● **Required work**
Print exactly, and only, the lines running from the line containing "Where can the night" through the end of the records below.

● **Records**
--- START ---

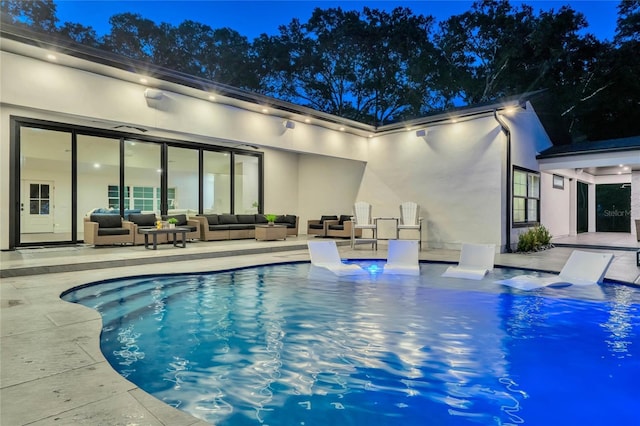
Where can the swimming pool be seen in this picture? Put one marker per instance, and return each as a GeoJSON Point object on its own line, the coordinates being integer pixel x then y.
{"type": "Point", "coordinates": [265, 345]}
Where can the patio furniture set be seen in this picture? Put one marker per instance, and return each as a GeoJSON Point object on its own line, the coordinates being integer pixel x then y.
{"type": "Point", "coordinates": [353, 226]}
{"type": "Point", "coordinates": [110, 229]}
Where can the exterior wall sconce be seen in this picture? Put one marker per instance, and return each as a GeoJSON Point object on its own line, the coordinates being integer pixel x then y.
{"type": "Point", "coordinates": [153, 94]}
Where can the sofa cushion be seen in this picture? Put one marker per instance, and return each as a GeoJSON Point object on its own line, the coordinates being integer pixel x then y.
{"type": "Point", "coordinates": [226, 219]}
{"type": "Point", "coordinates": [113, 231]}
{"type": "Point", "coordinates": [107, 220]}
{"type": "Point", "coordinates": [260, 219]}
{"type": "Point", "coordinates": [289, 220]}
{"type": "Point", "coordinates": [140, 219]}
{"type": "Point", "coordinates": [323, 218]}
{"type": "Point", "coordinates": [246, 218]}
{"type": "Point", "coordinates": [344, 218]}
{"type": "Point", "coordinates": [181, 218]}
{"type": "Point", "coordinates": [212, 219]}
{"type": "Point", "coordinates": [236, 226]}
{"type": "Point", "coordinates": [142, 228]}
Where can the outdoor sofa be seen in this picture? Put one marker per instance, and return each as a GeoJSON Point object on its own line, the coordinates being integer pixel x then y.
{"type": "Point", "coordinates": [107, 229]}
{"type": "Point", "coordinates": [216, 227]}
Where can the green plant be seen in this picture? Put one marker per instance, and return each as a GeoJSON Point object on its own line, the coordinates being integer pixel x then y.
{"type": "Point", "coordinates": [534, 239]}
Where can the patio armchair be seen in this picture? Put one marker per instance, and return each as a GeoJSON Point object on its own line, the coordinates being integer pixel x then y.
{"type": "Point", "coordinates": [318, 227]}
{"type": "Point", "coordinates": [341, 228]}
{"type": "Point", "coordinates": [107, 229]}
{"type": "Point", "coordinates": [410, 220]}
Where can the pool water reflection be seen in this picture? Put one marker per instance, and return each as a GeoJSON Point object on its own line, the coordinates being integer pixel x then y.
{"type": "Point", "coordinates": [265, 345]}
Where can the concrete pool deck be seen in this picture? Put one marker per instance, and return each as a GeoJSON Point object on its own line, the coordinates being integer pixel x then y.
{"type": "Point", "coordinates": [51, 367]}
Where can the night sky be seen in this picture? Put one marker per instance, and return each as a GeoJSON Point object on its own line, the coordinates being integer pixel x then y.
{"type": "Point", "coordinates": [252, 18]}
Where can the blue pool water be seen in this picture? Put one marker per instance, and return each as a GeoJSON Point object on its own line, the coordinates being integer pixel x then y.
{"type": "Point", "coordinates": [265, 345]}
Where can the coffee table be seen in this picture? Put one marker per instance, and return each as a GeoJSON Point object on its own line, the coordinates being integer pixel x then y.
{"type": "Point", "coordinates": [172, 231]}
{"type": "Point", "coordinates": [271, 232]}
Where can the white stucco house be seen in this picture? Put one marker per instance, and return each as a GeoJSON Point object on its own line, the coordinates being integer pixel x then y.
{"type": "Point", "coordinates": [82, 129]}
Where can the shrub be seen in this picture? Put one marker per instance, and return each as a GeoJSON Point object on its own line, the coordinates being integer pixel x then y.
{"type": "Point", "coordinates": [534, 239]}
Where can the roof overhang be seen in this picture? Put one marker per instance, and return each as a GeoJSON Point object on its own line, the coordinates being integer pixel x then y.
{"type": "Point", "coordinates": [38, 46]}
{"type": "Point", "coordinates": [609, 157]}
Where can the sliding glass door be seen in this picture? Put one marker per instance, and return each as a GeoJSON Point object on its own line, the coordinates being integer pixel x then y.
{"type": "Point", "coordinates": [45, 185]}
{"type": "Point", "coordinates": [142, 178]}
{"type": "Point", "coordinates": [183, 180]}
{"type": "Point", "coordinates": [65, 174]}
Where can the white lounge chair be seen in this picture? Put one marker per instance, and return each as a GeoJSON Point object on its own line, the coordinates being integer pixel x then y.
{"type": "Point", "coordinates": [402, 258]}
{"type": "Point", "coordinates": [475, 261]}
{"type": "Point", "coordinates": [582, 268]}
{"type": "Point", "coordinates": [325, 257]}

--- END ---

● **Exercise output**
Where can the night sky be seen in this picture? Put one marker per instance, and return each as a GeoJSON Point object on its own line, the coordinates being integer pixel x then y.
{"type": "Point", "coordinates": [252, 18]}
Where can the blue pool water be seen in this picture? Put one marker per instance, and return each as a GeoJSON Point object on its own line, the coordinates being integer pixel x then y.
{"type": "Point", "coordinates": [265, 345]}
Where can the coffee table be seen in this picture? Put one marker per instance, and return each as a GeoJSON Point object on its own line, the coordinates being integer pixel x then y.
{"type": "Point", "coordinates": [172, 231]}
{"type": "Point", "coordinates": [271, 232]}
Where can the white stucco house be seen in this picture? Put one marker per instance, and return each as a GeoJSON Point object on its own line, the coordinates being integer pixel x then y.
{"type": "Point", "coordinates": [82, 129]}
Where can the shrub be seen in this picture? Put one marker per instance, and return each as a GeoJSON Point object on its own line, the coordinates being integer pixel x then y.
{"type": "Point", "coordinates": [534, 239]}
Where can the roof overhang be seen in this picture? Put one marker per instance, and return each as a GeoJSON Point object on its own line, the coordinates being integer pixel x then y.
{"type": "Point", "coordinates": [38, 46]}
{"type": "Point", "coordinates": [609, 157]}
Where can the sliding glass door be seen in this picture? Put one marker per instance, and return each as a GeoJSON Point object on its own line, the coordinates being integer pixel x then y.
{"type": "Point", "coordinates": [45, 185]}
{"type": "Point", "coordinates": [142, 178]}
{"type": "Point", "coordinates": [183, 180]}
{"type": "Point", "coordinates": [65, 174]}
Where can the white lounge chair be seen in this picture? Put one marker per instance, and return each as a GeoJSON Point object on its own line, the coordinates being integer pixel x then y.
{"type": "Point", "coordinates": [402, 258]}
{"type": "Point", "coordinates": [475, 261]}
{"type": "Point", "coordinates": [582, 268]}
{"type": "Point", "coordinates": [325, 257]}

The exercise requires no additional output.